O confinamento imposto pela pandemia do Covid-19 constituiu uma oportunidade (forçada) para a utilização massiva do teletrabalho ou, em bom rigor, do trabalho à distância. O teletrabalho – ou esta nova modalidade de trabalho à distância criada pela legislação à la Covid-19 – tornou-se inevitável em tempos de pandemia, sendo que os empregadores e os trabalhadores demonstraram uma grande capacidade de adaptação.
No momento em que regressamos progressivamente a um “novo normal”, cabe ponderar se a atual regulação do teletrabalho não deveria ser revista para (i) abranger, de forma mais clara, todas as situações de trabalho à distância (v.g. teletrabalho “puro”, trabalho à distância, trabalho em rotação), bem como para (ii) adaptar diversos regimes inicialmente pensados para a prestação da atividade fora do domicílio pessoal, num local previamente determinado e organizado pelo empregador e no âmbito de um tempo de trabalho por este diretamente controlado (v.g. segurança e saúde no local de trabalho (cfr. Lei n.º 102/2009), reparação dos acidentes de trabalho (cfr. Lei n.º 98/2009), controlo e vigilância à distância – cfr. Teletrabalho e COVID-19: limites à fiscalização do empregador e O COVID-19 e os dados de saúde nos trabalhadores: o equilíbrio ténue entre a privacidade e o interesse da empresa).
O acidente de trabalho pode ocorrer, em regra, no local e no tempo de trabalho, mas igualmente noutras situações relacionadas com a atividade laboral (cfr. se sair do carro a meio do transito e sofrer um acidente, existe acidente de trabalho? e acidente a caminho dos avós?).
Coloca-se, por conseguinte, a seguinte questão: será acidente de trabalho aquele que ocorre dentro de casa do trabalhador? O TRL debruçou-se sobre o tema em 2015, afirmando: “não é acidente de trajeto aquele evento que se traduz na queda do trabalhador no logradouro privado da sua habitação, quando aí se deslocava, provindo do seu local de trabalho, com vista a tomar a refeição do almoço (Ac. TRL de 7.10.2015 (José Eduardo Sapateiro), proc. nº 408/13.1TBV.L1-4) – cfr., ainda, Acidentes de percurso: responsabilidade laboral?

> Entradas de dados:
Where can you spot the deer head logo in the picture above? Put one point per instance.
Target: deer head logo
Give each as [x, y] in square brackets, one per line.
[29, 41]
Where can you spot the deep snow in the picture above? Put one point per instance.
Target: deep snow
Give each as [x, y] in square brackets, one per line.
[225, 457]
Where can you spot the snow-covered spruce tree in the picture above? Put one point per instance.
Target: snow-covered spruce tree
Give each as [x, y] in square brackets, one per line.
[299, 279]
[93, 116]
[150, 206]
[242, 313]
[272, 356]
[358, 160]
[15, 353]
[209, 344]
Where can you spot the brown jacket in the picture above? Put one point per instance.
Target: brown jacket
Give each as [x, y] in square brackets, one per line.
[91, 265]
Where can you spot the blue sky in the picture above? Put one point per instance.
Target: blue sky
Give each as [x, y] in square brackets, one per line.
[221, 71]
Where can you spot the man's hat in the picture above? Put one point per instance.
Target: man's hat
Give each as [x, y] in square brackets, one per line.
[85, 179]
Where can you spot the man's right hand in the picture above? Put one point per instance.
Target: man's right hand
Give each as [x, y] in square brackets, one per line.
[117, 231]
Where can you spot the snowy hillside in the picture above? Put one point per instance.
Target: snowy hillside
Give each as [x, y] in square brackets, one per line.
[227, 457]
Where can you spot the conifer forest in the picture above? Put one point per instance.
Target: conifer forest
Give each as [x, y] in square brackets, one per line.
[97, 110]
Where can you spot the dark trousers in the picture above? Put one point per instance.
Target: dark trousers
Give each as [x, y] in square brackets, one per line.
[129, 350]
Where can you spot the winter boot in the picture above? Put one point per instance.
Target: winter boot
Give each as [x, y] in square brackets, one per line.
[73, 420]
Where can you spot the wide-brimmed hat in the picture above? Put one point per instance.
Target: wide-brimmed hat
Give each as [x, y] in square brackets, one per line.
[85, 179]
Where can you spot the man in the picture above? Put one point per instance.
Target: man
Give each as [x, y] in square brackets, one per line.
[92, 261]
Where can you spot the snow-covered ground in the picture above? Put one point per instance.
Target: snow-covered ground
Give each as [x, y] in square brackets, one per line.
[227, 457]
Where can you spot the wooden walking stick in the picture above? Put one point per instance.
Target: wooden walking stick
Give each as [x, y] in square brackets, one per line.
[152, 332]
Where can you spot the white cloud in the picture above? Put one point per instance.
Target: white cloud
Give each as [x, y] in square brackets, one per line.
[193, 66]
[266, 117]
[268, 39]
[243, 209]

> Problema a resolver: No texto sobre o teletrabalho e os acidentes de trabalho, em que ano o TRL se debruçou sobre a questão de saber se é acidente de trabalho aquele que ocorre dentro de casa do trabalhador? As linhas não têm qualquer relação com o texto.

> Resultado do exercício: Em 2015.